(Point-per-instance localization data)
*** Block opens ***
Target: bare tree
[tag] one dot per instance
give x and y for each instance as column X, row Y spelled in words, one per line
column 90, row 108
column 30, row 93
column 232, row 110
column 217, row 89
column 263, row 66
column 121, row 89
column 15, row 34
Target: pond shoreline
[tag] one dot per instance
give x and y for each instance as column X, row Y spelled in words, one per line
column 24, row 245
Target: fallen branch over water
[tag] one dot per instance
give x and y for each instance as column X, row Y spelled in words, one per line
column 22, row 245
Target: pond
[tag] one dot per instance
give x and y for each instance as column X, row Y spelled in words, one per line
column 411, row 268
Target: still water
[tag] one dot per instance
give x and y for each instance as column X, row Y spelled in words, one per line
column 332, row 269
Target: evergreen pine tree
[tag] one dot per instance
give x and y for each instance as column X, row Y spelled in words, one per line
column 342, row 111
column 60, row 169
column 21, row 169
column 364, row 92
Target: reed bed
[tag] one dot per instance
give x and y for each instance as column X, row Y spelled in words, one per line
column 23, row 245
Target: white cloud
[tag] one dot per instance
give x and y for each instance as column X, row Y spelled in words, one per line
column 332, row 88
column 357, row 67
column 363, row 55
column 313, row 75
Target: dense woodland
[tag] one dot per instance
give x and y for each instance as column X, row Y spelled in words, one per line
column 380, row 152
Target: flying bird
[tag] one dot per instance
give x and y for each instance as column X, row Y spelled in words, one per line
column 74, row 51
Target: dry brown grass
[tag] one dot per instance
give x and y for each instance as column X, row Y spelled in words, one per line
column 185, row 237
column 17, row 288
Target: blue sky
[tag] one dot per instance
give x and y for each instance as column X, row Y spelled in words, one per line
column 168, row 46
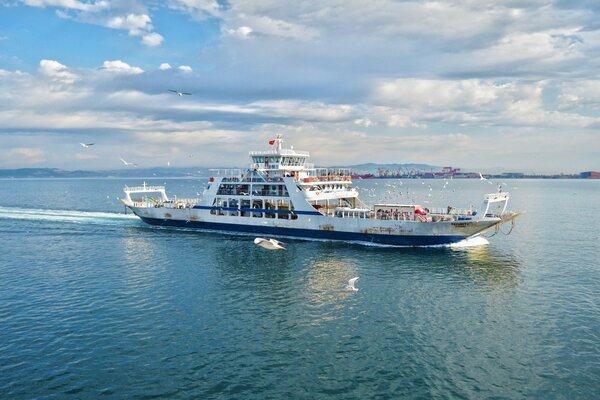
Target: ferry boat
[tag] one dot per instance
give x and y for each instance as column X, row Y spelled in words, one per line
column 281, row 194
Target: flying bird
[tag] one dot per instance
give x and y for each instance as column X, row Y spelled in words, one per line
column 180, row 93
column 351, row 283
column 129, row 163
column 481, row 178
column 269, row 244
*** Block closes ***
*** Block opens ***
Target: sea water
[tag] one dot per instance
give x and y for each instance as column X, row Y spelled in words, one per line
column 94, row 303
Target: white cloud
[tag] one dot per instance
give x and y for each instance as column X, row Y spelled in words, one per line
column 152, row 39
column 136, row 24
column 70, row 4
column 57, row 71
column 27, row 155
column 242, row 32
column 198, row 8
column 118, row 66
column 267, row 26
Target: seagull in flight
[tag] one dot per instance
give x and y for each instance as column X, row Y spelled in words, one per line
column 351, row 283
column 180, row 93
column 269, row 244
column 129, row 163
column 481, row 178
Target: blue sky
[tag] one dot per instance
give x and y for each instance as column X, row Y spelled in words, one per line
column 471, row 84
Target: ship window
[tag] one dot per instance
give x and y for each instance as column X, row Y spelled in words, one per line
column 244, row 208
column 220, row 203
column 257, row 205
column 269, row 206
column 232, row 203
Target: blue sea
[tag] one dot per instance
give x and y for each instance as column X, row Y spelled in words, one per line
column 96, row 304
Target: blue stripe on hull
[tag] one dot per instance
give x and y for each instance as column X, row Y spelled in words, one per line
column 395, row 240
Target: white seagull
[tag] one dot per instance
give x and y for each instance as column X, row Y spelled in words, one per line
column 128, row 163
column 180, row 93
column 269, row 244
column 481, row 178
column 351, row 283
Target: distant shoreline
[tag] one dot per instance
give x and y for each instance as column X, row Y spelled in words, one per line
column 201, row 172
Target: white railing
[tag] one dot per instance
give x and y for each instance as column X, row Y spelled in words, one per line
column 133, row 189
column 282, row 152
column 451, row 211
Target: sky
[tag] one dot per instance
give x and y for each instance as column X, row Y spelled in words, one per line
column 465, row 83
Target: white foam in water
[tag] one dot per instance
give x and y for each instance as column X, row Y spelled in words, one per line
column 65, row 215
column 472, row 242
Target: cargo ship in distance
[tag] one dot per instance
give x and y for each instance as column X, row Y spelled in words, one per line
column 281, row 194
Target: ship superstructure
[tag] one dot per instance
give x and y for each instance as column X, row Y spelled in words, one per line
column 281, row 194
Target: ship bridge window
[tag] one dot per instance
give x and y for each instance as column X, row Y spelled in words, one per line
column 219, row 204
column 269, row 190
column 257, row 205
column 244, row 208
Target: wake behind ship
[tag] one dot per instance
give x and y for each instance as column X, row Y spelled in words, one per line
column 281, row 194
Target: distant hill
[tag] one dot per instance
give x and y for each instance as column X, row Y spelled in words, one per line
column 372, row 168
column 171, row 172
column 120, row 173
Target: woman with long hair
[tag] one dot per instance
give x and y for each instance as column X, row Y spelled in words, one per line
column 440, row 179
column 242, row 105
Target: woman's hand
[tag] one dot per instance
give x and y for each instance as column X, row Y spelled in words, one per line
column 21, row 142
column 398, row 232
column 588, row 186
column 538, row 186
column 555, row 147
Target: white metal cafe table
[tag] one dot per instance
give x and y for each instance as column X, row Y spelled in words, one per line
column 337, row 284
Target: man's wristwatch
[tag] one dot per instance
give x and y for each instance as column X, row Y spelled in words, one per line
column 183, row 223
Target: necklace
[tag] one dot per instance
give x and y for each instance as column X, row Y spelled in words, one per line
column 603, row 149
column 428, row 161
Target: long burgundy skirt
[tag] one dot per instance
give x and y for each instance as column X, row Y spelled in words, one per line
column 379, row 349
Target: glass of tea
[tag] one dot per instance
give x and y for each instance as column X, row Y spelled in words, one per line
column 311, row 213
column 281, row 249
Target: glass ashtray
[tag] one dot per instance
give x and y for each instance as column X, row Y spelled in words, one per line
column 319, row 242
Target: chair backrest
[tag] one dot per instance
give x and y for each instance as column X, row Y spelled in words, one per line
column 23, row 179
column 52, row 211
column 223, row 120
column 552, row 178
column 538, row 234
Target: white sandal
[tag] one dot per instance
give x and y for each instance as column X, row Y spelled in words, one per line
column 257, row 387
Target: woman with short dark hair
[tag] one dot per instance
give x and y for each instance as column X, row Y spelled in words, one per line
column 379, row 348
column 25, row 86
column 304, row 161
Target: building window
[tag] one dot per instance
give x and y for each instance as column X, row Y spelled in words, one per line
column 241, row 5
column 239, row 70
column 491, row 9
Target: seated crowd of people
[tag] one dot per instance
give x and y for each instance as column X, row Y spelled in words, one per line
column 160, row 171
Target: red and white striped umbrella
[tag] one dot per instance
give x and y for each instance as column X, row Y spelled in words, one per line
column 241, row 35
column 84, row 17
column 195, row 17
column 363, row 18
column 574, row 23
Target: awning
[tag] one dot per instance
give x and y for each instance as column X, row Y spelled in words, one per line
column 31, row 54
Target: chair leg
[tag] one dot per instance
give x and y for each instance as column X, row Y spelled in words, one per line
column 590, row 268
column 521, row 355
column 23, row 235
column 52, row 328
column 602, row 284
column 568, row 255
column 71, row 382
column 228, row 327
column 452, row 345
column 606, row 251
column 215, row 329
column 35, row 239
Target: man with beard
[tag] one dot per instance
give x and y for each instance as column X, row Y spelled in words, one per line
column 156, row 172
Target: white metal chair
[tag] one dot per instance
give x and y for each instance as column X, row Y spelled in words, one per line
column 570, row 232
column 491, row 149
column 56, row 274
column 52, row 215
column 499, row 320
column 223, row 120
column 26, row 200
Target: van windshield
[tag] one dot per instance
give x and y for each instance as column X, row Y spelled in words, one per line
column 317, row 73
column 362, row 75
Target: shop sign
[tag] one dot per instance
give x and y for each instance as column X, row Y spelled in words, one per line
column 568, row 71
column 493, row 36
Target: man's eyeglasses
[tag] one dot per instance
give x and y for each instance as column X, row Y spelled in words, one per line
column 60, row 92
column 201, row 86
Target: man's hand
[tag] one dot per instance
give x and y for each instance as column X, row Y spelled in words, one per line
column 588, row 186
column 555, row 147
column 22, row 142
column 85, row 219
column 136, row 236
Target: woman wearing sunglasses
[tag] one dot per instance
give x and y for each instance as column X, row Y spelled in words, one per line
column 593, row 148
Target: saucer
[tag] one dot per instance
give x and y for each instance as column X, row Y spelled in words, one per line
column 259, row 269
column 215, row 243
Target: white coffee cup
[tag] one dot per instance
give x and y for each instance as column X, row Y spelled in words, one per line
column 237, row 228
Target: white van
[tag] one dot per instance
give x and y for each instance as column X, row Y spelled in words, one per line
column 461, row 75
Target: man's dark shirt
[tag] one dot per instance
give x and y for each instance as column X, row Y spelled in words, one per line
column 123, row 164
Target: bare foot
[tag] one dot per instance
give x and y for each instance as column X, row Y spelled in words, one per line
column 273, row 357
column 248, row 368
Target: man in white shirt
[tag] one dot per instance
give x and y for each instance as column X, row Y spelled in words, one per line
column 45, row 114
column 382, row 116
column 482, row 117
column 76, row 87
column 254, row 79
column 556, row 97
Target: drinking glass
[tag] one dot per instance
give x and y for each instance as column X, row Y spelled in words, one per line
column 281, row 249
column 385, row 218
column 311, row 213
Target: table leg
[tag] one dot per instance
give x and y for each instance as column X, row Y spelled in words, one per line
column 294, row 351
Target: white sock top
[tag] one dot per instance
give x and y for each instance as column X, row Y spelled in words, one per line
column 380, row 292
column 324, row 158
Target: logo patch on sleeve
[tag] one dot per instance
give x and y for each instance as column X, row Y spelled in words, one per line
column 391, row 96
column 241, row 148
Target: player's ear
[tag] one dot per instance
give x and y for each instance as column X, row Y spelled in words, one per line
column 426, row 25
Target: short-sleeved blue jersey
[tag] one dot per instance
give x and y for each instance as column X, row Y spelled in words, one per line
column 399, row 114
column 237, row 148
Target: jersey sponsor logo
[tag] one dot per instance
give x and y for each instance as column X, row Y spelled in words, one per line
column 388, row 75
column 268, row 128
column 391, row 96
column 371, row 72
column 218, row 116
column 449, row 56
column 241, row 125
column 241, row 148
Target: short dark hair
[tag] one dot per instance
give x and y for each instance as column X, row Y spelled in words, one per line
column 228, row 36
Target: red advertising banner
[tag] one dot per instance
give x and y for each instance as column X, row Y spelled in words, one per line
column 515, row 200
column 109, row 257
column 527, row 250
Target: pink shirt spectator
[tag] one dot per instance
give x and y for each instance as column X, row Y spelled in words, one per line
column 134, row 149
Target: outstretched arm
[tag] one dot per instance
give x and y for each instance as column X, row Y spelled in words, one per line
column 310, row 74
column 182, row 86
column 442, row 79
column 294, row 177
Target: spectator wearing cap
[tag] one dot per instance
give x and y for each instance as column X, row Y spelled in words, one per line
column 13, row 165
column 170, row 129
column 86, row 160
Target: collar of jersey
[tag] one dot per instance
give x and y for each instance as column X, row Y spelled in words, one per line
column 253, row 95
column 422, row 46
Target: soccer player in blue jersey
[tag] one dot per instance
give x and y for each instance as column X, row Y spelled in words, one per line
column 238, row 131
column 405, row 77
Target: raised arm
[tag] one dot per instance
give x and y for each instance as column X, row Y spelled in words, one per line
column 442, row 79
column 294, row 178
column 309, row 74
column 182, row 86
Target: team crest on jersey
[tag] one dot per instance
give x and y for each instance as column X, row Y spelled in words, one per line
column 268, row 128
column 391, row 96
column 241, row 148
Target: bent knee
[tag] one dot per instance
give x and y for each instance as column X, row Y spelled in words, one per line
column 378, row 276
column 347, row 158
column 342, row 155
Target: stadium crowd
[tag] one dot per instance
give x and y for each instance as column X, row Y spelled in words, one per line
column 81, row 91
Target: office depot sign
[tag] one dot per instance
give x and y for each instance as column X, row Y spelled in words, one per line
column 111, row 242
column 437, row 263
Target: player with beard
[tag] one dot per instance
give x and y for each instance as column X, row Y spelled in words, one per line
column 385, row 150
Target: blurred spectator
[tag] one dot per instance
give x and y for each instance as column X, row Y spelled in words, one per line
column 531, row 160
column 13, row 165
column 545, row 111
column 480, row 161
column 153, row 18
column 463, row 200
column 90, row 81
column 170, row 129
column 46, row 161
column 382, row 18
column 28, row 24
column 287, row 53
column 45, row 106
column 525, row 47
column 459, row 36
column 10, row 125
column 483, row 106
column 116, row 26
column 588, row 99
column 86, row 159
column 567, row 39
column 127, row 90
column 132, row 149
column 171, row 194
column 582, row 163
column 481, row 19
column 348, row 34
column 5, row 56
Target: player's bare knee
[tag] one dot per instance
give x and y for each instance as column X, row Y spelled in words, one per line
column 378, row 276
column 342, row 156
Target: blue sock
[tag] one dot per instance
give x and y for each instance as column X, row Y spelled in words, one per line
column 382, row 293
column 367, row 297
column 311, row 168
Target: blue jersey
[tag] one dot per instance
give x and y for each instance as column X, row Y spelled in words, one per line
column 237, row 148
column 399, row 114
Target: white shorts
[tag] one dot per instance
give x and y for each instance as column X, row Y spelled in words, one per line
*** Block closes ***
DESCRIPTION OF THE TASK
Note every line of the entries in which "beard" appears, and copy it down.

RESPONSE AREA
Target: man with beard
Target: player with beard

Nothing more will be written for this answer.